### STATED TASK:
Set out the lines below as a Markdown table with two columns, "Row" for the row number and "Line" for the line itself, leaving out any blank lines.

[Position annotation records]
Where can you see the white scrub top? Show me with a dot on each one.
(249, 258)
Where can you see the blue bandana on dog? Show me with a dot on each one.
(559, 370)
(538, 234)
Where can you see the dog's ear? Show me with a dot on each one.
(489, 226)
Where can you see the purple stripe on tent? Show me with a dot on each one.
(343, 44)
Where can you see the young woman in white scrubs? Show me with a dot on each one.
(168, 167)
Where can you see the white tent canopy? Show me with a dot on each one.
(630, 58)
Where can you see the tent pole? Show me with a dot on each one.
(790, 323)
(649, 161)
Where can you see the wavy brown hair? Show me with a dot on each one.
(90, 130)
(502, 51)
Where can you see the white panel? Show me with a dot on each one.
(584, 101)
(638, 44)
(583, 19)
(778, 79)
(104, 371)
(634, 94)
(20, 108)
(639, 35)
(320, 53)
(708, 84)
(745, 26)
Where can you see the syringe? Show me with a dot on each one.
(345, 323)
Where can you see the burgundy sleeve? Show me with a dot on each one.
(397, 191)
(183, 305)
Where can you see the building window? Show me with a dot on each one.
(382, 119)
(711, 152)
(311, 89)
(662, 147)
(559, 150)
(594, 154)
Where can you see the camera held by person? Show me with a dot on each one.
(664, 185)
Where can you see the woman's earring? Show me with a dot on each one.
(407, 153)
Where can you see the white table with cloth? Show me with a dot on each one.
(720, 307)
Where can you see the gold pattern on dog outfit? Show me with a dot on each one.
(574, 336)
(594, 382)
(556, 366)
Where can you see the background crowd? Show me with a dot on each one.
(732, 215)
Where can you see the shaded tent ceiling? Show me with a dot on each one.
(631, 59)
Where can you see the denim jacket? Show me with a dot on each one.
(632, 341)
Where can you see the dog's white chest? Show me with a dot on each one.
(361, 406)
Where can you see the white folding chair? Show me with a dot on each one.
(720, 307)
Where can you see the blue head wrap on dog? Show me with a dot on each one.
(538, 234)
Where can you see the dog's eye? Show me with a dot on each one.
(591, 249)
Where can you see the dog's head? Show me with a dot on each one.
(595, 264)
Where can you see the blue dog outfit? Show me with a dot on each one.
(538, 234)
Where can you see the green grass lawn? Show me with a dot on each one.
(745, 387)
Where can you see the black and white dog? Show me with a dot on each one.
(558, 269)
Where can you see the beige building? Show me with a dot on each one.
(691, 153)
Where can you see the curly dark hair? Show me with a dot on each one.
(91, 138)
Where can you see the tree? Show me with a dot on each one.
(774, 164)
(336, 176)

### EXERCISE RESPONSE:
| Row | Line |
|---|---|
| 1 | Where can you see the white scrub top? Show me with a dot on each one. |
| 2 | (249, 258) |
| 3 | Where can you see the blue bandana on dog? Show me with a dot on each one. |
| 4 | (559, 370) |
| 5 | (538, 234) |
| 6 | Where can you see the dog's ear? Show me with a dot on each one. |
| 7 | (489, 226) |
| 8 | Where can you see the purple stripe on tent? Show me with a dot on each one. |
| 9 | (343, 44) |
| 10 | Where can you see the young woman in white scrubs? Show me with a dot on each one. |
| 11 | (168, 167) |
| 12 | Where can you see the white tent canopy? Show me with a dot on each one. |
| 13 | (630, 58) |
| 14 | Where can you see the tent pole? Show me with a dot on each one. |
| 15 | (790, 323) |
| 16 | (649, 161) |
| 17 | Where can you see the wavy brown hair? Show me with a dot on each one. |
| 18 | (90, 130) |
| 19 | (502, 51) |
| 20 | Where can you see the white panel? Show me with a dot on each one. |
| 21 | (584, 101) |
| 22 | (638, 44) |
| 23 | (583, 19) |
| 24 | (778, 79) |
| 25 | (104, 371) |
| 26 | (634, 94) |
| 27 | (20, 108) |
| 28 | (639, 35) |
| 29 | (320, 53) |
| 30 | (708, 84) |
| 31 | (745, 26) |
| 32 | Where can you see the syringe? Show me with a dot on each one. |
| 33 | (345, 323) |
| 34 | Where can you see the burgundy sleeve? Show me with a dot on each one. |
| 35 | (397, 191) |
| 36 | (183, 305) |
| 37 | Where can you see the building window? Show me with a dot on each one. |
| 38 | (382, 119) |
| 39 | (711, 152) |
| 40 | (311, 89) |
| 41 | (662, 147) |
| 42 | (559, 150) |
| 43 | (594, 154) |
| 44 | Where can you see the camera held by person? Show me with a dot on each one. |
| 45 | (664, 185) |
| 46 | Where can you see the woman's earring? Show me with a dot on each one. |
| 47 | (407, 153) |
| 48 | Where can you see the white table with cloth? Show me with a dot on each one. |
| 49 | (720, 307) |
| 50 | Where can you see the gold pattern on dog outfit? Show me with a dot on each one. |
| 51 | (574, 336) |
| 52 | (594, 382) |
| 53 | (556, 366) |
| 54 | Where can you see the background crowd? Show me with a dot on each one. |
| 55 | (732, 215) |
| 56 | Where can you see the shaded tent ceiling? Show me with a dot on each one. |
| 57 | (631, 59) |
| 58 | Where can you see the denim jacket? Show me with a dot on each one. |
| 59 | (632, 341) |
| 60 | Where can you see the dog's white chest? Show me with a dot on each one. |
| 61 | (361, 406) |
| 62 | Where can you see the white folding chair? Show me with a dot on each one. |
| 63 | (720, 307) |
| 64 | Where can you see the blue head wrap on dog? Show me with a dot on each one. |
| 65 | (538, 234) |
| 66 | Where can you see the dog's eye? Show me with a dot on each one. |
| 67 | (591, 249) |
| 68 | Where can you see the dog's head? Show me with a dot on each one. |
| 69 | (595, 264) |
| 70 | Where can you see the blue dog outfit? Show me with a dot on each one. |
| 71 | (538, 234) |
| 72 | Where can you see the green grass lawn? Show me with a dot on each one. |
| 73 | (745, 387) |
| 74 | Where can you see the black and white dog? Show me with a dot on each one. |
| 75 | (558, 269) |
| 76 | Where can you see the beige building? Show me with a dot on each one. |
| 77 | (691, 153) |
| 78 | Where can you see the curly dark hair? Show me with a dot on each one. |
| 79 | (91, 138) |
| 80 | Where can you see the tree? Show me with a dot on each one. |
| 81 | (774, 164) |
| 82 | (336, 176) |